# What is being asked
Copy all of the data below word for word.

# Listed records
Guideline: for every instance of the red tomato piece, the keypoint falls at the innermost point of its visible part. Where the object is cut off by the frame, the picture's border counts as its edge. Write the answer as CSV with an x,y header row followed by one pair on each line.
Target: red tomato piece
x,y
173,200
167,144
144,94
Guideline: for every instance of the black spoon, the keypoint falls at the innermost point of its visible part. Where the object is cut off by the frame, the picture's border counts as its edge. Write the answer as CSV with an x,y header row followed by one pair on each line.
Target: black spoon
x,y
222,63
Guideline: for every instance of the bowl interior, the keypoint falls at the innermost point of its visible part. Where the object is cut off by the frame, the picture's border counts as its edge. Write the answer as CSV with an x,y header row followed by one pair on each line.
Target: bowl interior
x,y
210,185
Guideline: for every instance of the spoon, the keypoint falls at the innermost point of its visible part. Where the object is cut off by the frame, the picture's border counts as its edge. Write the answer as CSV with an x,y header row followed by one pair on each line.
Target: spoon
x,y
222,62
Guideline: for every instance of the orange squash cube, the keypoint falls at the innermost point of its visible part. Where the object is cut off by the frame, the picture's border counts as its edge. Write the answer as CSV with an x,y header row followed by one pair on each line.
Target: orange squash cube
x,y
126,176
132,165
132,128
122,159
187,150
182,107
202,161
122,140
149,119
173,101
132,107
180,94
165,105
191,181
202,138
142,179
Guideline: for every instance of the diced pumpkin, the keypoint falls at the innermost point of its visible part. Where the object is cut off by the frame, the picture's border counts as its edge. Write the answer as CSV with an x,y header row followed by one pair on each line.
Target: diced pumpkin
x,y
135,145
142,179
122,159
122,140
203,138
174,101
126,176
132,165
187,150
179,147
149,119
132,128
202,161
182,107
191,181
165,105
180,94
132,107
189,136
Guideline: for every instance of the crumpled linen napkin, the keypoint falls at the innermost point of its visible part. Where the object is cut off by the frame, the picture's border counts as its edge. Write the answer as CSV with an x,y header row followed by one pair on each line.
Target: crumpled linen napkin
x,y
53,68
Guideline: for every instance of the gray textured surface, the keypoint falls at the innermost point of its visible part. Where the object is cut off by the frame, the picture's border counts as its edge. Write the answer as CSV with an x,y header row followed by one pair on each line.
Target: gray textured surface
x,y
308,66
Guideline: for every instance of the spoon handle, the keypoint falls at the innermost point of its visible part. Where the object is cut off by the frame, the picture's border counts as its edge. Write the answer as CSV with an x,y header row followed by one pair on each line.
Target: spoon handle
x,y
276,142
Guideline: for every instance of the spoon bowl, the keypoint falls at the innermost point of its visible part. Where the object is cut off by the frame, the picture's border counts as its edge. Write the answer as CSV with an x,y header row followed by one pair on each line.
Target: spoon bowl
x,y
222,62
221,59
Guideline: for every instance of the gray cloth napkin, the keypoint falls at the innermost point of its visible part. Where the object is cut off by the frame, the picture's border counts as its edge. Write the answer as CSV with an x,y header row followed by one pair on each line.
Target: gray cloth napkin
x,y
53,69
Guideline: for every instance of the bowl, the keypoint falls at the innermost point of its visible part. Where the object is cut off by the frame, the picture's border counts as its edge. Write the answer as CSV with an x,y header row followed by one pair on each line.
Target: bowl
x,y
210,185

# Full answer
Guideline: for every instance of the red tomato piece, the keypoint falls at the innermost point of its visible part. Where the object is cut off by the frame, the picture's border counts as its edge. Write the answer as CSV with an x,y header row followed by one pair on each line.
Target: red tomato piece
x,y
173,200
167,144
144,94
Guideline: for every instance of the black spoon, the keypoint falls at the innermost point of its visible part. Where the object is cut off by the frame, the picture's border counts as its edge. Write the answer as CSV with an x,y header row followed by one pair on each line.
Target: black spoon
x,y
222,63
Guideline: for every instance of the bowl interior, the keypoint falls at the innermost point of its visible part. Where the object is cut off by the frame, the picture's border counts as its edge. Write the answer as CSV with an x,y header row followed by one pair on each line.
Target: bowl interior
x,y
210,185
Guideline: for every instance of the spoon, the keypoint falls at the innermost point of its visible part. Where the object is cut off by the frame, the picture's border counts as its edge. Write the answer as CSV with an x,y header row followed by one pair on each line.
Target: spoon
x,y
222,62
Guideline: for every instance of the orange squash cube, the keypoint falls at the innermost point of its visible part. Where the object is cut off by the frame, the picture's border counts as its edge. Write the answer as CSV with an x,y header row followed by one pair on each line.
Target: orange squash cube
x,y
126,176
132,165
132,128
122,159
187,150
182,107
202,161
122,140
149,119
173,101
132,107
180,94
165,105
191,181
202,138
142,179
Guideline: for every instance of the diced pumpkin, the keypoint falls at the innermost point of its visible part. Where the object is cut off by the frame, the picture's border counts as its edge. Write the answer as CSV with an x,y header row followed by one pair on each line.
Target: diced pumpkin
x,y
135,145
142,179
122,159
122,140
203,138
174,101
126,176
132,165
187,150
179,147
149,119
132,128
202,161
182,107
191,181
165,105
180,94
132,107
189,136
Guideline: for every instance of the crumpled linen napkin, the keypoint falls at the innermost point of its visible part. Where the object is cut off by the frame, the picture's border counts as its edge. Write the answer as CSV with an x,y header row followed by one pair on each line.
Target: crumpled linen napkin
x,y
53,68
Guideline: for every instance of the gray textured surface, the keypoint falls at the innermost point of its visible part. Where the object is cut off by the frame, the picture's border counts as its edge. Write the answer as CSV with an x,y header row followed by one pair on each line.
Target: gray textured surface
x,y
308,66
Guideline: for every instance of the spoon handle, the keypoint falls at the innermost point of its visible part. Where the object is cut off by the frame, the picture's border counts as its edge. Write the answer as CSV with an x,y header row followed by one pair on each line.
Target: spoon handle
x,y
276,142
Guideline: for every instance of the spoon bowl, the keypoint falls at the innermost point of its visible part. Where the object is cut off by the frame, the picture's border counts as its edge. Write the answer as CSV with an x,y header row followed by one pair on each line.
Target: spoon bowl
x,y
222,62
221,59
Guideline: for every instance of the gray cloth napkin, the keypoint falls at the innermost point of its visible part. Where the object is cut off by the frame, the picture's border counts as its edge. Write the answer as CSV with an x,y header row followed by one pair on each line.
Target: gray cloth napkin
x,y
53,69
Guideline: for every instance of the bowl, the keypoint falls at the innermost point of its visible part. Where the object is cut off by the frame, the picture's border counts as its edge. Write the answer as CSV with an x,y header row followed by one pair on each line.
Target: bowl
x,y
210,185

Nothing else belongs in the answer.